SELECTED TEXT:
══════════════════════════════

Door Clamping Jigs and Tricks

Shop-rigged methods for fast clamping given a limited equipment budget. June 23, 2014

Question
Does anybody have any door clamp jigs or fast ways to square clamp doors? A door clamp machine is not in the budget at this time. Has anyone made their own clamp table?

Forum Responses
(Cabinetmaking Forum)
From contributor U:
I've been pondering the same thing. I recently got set up to do raised panel doors and have been doing some doors. I mainly outsource so I don't want a big assembly table taking up floor space. Right now I'm using two pipe clamps that have the wide base on them and two smaller clamps to pull the ends flush. It's effective but I too would like to have something a little faster. I do have a thought about how to build a clamping mechanism but I've not worked the bugs out of it yet.



From Contributor G:
I just have lots of clamps. All you need is enough clamps so the glue dries and you can remove and re-use the clamps that you used previously. I find it takes me about six minutes to clamp a door. That is a light scuff with 150 on all profiled surfaces, applying the glue and spreading with a brush to cover the tongue and all shoulder and coped surfaces, assembling the rails and installing the panel and applying the clamp pressure and squaring the door. Then I remove the door from the clamp area to the drying area and starting over. I use a base of an hour for dry time so I can do about ten doors an hour so I need 20 clamps. I refuse to pin my doors with nails in lieu of leaving them in the clamps.

══════════════════════════════

TASK 1: Count the lines in the records below that contain the string "shrub", with case counting, and reply with the number only.

THE DATA:
══════════════════════════════

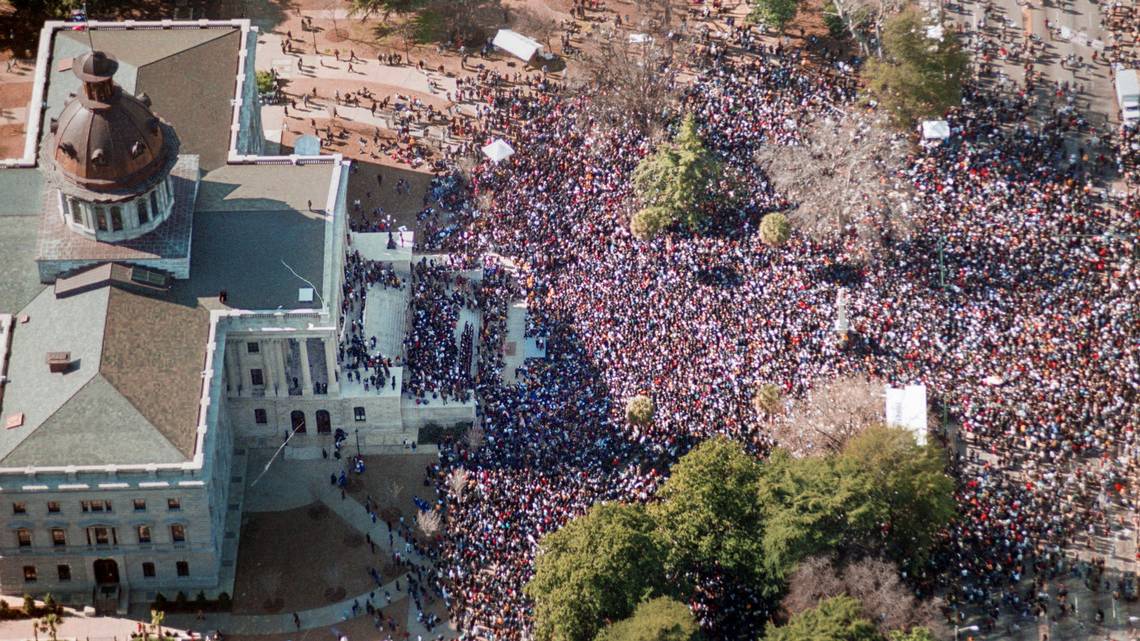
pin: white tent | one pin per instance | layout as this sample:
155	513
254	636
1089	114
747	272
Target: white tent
935	130
516	45
498	151
906	408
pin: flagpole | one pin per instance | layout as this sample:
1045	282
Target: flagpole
87	27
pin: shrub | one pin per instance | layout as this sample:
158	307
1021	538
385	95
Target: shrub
775	229
265	82
640	410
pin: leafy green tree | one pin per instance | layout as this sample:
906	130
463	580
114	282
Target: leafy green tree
596	568
903	491
708	514
919	76
648	222
838	618
49	625
804	504
640	410
881	495
659	619
157	617
774	13
912	634
265	82
775	229
368	8
677	184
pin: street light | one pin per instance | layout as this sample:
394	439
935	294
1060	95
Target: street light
967	629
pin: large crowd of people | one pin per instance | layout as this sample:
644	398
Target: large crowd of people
1012	300
1011	303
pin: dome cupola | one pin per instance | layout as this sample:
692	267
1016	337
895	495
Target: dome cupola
111	156
106	139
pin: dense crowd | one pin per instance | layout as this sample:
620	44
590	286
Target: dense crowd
1012	303
358	355
438	365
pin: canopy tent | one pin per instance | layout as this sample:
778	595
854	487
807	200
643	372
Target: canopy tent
935	130
516	45
498	151
906	408
307	145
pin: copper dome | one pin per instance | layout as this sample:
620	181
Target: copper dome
105	139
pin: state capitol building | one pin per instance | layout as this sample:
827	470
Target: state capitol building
170	295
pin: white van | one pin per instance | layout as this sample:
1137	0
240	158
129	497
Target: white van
1128	96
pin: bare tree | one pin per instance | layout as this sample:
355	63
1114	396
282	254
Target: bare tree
633	84
864	19
430	522
832	414
858	189
474	437
457	481
813	581
874	583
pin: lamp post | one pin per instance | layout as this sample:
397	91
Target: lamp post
966	629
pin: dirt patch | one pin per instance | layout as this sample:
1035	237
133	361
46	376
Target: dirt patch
392	624
392	481
299	559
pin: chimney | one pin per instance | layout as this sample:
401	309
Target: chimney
58	362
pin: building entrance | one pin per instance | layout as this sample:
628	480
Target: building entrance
106	571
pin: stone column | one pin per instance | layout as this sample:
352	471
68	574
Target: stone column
306	375
279	348
233	372
269	364
334	384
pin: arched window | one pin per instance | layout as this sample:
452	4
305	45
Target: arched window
76	211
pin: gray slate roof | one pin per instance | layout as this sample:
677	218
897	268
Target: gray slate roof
188	73
132	394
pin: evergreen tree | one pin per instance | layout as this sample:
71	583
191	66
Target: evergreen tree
659	619
596	568
677	184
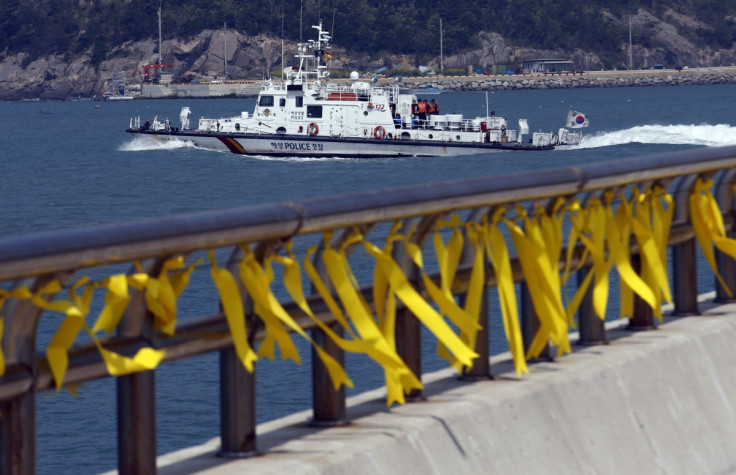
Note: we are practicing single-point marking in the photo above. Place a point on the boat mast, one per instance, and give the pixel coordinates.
(224, 48)
(441, 68)
(160, 51)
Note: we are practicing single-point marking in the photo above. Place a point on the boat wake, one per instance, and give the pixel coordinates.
(703, 135)
(142, 143)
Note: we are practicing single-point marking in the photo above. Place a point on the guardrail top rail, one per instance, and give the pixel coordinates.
(139, 314)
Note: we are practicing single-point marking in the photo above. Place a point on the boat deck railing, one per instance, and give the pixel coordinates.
(119, 284)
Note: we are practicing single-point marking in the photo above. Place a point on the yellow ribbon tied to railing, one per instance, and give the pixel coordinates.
(499, 256)
(466, 318)
(400, 380)
(543, 280)
(589, 225)
(75, 309)
(20, 293)
(707, 222)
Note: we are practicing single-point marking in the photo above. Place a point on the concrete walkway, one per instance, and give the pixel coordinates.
(650, 402)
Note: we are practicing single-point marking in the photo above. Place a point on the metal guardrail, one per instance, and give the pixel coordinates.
(36, 259)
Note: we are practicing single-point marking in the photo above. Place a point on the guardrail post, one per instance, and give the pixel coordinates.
(592, 327)
(530, 323)
(643, 317)
(136, 396)
(684, 258)
(726, 264)
(329, 406)
(408, 329)
(237, 407)
(238, 386)
(18, 421)
(481, 367)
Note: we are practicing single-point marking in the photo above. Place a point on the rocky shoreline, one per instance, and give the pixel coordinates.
(719, 75)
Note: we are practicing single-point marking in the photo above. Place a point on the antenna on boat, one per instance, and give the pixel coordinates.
(441, 68)
(160, 51)
(224, 47)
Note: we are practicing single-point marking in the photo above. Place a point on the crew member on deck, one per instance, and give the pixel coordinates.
(422, 110)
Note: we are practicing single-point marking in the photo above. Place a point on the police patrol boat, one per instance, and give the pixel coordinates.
(306, 114)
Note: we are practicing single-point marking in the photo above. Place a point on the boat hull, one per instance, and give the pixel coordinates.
(315, 146)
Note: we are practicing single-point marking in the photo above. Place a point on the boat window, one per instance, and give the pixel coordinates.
(314, 112)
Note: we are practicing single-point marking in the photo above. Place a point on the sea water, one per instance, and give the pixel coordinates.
(71, 165)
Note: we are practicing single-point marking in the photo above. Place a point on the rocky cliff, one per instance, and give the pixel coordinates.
(204, 56)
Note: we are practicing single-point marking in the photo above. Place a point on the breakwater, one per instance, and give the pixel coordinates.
(720, 75)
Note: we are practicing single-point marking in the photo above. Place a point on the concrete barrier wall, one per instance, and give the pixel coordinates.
(650, 402)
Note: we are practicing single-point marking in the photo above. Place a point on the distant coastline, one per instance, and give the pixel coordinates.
(638, 78)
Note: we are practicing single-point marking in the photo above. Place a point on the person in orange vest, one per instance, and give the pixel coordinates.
(422, 109)
(434, 107)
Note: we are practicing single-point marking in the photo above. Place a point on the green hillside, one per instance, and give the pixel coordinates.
(69, 27)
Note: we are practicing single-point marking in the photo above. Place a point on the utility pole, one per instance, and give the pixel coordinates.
(160, 51)
(441, 68)
(630, 53)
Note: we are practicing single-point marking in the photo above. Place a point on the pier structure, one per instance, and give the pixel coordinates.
(653, 393)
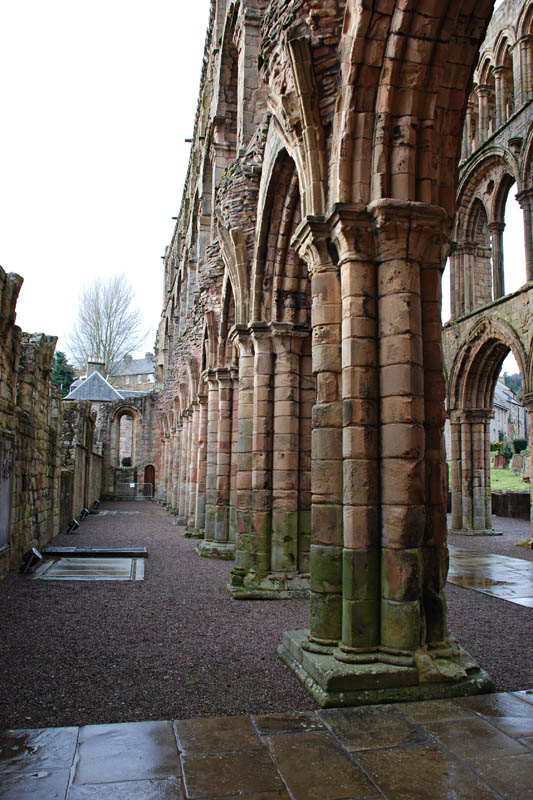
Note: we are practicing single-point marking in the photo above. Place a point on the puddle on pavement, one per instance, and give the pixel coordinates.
(91, 569)
(500, 576)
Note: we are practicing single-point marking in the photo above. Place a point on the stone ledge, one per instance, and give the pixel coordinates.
(210, 549)
(474, 532)
(269, 586)
(333, 683)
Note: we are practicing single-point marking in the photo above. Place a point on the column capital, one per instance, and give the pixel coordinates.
(209, 376)
(527, 402)
(286, 338)
(261, 337)
(411, 230)
(311, 241)
(224, 376)
(351, 229)
(239, 335)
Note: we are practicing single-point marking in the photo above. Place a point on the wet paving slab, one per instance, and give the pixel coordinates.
(478, 747)
(499, 576)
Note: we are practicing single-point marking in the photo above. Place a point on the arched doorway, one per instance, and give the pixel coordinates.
(149, 481)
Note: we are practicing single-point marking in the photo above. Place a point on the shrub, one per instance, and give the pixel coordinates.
(507, 452)
(519, 445)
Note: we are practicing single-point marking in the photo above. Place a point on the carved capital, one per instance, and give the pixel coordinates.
(352, 232)
(411, 231)
(311, 243)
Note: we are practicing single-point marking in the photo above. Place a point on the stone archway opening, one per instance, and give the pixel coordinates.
(476, 398)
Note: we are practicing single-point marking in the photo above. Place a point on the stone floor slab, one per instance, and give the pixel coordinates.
(287, 723)
(499, 576)
(422, 773)
(230, 774)
(372, 727)
(499, 704)
(158, 789)
(44, 784)
(512, 776)
(434, 711)
(26, 750)
(126, 751)
(216, 735)
(474, 738)
(314, 767)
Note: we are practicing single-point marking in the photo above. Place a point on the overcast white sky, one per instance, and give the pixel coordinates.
(97, 99)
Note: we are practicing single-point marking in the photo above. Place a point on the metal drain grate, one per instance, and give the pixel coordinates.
(91, 569)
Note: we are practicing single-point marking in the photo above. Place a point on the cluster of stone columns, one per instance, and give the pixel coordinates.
(378, 546)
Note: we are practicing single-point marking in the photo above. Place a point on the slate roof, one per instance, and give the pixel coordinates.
(96, 388)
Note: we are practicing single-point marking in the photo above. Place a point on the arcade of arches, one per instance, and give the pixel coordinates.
(300, 361)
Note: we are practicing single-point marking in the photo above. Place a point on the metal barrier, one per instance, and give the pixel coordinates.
(134, 491)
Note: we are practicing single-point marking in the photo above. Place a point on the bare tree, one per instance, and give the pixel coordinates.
(108, 327)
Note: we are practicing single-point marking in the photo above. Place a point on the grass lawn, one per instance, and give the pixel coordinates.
(504, 479)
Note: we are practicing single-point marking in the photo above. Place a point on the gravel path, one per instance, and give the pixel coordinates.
(176, 645)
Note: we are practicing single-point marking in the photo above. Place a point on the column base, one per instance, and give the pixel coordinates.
(475, 531)
(267, 586)
(208, 548)
(333, 683)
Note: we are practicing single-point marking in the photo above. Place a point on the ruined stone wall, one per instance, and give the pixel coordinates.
(487, 323)
(300, 387)
(44, 480)
(30, 428)
(81, 460)
(144, 445)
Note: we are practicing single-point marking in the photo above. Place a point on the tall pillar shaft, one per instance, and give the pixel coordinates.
(211, 460)
(285, 450)
(243, 540)
(498, 286)
(201, 464)
(378, 555)
(525, 198)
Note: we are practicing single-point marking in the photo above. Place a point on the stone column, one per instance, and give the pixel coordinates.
(285, 450)
(216, 544)
(201, 463)
(524, 84)
(177, 440)
(527, 400)
(261, 522)
(471, 513)
(311, 240)
(393, 533)
(525, 198)
(466, 147)
(353, 237)
(498, 285)
(483, 93)
(234, 465)
(192, 465)
(211, 458)
(243, 540)
(184, 474)
(455, 469)
(499, 94)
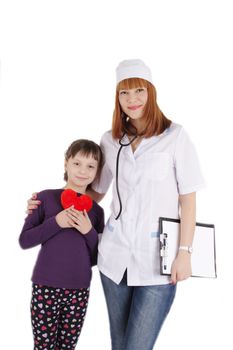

══════════════════════════════

TASK 2: On the door-clamping forum page, how long does Contributor G say it takes to clamp a door?

EXERCISE ANSWER 1: 3

EXERCISE ANSWER 2: About six minutes.